About this exercise>
Check each line of the entries below for the string "jacket"; copy every line where it appears.

Working data>
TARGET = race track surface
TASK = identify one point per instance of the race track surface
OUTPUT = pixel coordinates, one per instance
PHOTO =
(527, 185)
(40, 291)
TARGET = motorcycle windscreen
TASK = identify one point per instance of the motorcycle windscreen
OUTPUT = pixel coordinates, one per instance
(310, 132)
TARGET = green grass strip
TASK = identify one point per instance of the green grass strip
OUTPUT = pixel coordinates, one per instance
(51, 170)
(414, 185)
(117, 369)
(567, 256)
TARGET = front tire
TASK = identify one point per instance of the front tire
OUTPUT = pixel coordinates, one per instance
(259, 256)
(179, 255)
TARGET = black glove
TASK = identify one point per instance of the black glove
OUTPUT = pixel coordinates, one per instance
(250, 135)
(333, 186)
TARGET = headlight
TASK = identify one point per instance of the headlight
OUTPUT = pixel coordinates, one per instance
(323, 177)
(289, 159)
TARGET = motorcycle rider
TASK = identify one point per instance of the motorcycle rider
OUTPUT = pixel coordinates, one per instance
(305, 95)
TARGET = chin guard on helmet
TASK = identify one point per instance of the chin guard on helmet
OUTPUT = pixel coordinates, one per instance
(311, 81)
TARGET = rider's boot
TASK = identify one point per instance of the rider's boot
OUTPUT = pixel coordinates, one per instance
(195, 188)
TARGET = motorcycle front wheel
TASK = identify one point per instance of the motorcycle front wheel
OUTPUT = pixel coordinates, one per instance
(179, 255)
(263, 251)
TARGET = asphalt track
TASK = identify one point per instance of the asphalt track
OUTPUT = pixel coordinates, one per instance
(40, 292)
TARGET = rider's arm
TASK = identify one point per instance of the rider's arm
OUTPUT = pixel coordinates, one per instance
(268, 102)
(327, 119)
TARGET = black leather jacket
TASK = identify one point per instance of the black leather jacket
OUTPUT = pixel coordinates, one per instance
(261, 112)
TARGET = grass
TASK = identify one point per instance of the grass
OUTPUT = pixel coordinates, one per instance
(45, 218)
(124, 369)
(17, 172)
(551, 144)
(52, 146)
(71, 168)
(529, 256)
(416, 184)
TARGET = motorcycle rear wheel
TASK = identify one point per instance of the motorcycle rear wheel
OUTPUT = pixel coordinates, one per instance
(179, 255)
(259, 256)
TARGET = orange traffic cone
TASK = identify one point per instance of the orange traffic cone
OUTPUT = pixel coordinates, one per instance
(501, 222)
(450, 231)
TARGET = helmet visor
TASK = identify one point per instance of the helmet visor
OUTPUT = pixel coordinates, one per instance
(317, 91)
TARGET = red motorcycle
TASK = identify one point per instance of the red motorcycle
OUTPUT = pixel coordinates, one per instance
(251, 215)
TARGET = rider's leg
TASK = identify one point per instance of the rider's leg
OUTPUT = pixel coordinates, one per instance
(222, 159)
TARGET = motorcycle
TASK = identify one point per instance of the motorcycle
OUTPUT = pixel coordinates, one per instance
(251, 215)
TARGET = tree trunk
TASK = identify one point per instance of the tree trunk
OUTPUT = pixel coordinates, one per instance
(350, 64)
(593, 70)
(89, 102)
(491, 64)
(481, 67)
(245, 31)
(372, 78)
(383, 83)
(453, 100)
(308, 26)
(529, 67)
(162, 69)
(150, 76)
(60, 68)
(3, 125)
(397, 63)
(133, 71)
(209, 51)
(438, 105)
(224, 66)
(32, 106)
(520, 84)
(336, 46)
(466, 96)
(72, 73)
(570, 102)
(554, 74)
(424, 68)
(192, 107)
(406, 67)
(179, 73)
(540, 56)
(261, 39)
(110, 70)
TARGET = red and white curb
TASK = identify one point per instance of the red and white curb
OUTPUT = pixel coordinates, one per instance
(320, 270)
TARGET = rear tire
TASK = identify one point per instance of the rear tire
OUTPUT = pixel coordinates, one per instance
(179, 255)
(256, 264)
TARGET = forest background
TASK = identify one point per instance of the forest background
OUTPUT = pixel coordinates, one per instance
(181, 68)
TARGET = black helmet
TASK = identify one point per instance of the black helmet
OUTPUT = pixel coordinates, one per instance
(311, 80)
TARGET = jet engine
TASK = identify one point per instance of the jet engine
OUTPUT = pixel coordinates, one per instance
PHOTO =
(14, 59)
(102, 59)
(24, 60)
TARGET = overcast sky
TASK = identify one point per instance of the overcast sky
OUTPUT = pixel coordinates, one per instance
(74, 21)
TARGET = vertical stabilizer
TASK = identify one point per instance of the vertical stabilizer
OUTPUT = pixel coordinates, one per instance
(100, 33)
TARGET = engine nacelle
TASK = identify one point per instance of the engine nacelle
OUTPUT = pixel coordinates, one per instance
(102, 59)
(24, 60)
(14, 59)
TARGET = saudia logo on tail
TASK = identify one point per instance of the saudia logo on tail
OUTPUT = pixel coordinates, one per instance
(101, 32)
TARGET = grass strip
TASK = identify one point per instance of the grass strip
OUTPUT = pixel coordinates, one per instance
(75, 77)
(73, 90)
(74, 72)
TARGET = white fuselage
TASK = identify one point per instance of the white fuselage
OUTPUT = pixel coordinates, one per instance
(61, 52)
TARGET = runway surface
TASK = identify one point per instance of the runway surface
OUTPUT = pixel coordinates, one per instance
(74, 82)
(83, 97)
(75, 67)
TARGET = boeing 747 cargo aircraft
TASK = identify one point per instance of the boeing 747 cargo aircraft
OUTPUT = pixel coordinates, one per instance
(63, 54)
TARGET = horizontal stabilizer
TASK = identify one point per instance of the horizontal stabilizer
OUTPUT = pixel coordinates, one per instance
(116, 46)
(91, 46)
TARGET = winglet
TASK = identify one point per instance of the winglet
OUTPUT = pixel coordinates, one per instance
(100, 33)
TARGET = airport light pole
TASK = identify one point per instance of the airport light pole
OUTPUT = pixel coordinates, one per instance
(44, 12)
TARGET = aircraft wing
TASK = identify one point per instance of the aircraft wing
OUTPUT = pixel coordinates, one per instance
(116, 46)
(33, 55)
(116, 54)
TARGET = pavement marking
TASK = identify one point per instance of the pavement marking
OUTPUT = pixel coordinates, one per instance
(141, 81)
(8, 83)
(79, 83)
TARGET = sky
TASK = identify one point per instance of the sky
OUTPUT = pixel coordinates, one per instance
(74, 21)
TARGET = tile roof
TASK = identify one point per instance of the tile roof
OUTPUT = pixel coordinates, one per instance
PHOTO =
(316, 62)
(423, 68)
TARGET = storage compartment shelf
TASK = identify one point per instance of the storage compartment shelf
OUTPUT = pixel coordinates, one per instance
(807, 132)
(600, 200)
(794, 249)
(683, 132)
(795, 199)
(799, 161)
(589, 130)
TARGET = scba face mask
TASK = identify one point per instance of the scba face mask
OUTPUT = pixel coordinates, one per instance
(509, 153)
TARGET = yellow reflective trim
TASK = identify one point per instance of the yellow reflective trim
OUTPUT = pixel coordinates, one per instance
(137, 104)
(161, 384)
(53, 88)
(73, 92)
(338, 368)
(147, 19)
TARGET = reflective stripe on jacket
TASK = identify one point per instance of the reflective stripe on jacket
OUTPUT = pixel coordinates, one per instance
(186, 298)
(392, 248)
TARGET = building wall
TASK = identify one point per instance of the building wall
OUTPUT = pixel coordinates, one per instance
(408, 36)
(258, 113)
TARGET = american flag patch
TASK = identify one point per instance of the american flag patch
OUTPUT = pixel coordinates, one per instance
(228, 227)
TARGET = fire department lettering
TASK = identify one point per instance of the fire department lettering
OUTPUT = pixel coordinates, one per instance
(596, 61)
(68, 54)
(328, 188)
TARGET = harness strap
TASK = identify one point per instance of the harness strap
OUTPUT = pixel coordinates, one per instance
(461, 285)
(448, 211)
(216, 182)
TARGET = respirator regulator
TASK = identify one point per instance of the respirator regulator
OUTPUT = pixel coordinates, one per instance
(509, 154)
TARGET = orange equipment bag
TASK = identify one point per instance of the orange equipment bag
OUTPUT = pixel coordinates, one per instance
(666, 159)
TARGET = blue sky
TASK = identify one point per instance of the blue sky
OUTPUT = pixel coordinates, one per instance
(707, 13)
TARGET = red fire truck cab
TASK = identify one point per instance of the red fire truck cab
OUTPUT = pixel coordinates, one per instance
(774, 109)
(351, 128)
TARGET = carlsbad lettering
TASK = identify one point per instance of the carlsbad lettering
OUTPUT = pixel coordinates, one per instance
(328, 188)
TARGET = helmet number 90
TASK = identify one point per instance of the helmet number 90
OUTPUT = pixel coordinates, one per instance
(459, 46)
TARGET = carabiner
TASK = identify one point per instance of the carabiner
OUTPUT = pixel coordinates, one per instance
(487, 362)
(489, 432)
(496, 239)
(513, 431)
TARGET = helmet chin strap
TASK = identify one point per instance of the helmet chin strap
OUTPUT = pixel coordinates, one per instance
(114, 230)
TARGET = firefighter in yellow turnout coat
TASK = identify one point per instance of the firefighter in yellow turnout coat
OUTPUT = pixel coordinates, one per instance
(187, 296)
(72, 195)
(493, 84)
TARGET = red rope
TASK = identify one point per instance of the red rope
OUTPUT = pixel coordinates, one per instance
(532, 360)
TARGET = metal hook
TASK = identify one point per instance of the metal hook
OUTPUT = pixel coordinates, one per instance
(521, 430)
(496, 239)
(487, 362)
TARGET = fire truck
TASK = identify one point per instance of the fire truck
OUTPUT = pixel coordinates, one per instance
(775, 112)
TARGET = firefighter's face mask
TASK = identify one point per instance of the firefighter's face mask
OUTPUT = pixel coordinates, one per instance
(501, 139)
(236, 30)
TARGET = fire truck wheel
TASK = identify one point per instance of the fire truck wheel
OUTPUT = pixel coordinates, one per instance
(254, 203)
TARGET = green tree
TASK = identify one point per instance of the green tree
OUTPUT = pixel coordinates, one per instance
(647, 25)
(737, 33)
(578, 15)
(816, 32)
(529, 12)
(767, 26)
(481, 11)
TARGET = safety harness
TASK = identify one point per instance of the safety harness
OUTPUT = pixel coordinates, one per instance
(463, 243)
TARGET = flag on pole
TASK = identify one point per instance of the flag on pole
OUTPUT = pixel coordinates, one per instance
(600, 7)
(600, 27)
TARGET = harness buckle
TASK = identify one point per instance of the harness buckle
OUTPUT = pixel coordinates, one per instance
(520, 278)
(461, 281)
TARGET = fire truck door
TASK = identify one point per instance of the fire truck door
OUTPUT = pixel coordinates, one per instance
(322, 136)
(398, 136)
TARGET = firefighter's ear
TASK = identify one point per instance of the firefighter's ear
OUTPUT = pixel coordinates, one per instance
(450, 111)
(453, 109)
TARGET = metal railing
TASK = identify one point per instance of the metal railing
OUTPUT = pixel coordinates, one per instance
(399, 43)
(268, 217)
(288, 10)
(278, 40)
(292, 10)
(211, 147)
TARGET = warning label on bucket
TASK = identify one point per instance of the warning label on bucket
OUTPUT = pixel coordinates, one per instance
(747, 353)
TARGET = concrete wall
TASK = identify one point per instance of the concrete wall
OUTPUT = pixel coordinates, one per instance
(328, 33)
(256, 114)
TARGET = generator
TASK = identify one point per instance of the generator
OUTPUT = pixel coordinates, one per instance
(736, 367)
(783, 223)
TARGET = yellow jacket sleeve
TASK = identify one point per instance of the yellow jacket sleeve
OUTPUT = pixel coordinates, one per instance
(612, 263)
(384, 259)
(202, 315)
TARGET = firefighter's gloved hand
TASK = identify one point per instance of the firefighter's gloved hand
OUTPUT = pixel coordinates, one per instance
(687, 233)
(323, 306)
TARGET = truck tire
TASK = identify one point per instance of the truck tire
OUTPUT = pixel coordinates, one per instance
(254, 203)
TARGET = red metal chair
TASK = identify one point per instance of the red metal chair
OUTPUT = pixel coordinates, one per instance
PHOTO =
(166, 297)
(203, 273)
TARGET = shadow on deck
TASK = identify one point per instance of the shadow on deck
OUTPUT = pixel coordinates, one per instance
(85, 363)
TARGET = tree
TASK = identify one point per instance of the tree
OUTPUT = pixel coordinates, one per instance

Task output>
TARGET = black leather jacket
TASK = identify one point per instance of the black leather jacket
TARGET = reflective stripe on jacket
TASK = identify one point per instance of the reflective stripe on jacket
TARGET = yellow jacket sleeve
TASK = identify one point per instance of the yellow jacket sleeve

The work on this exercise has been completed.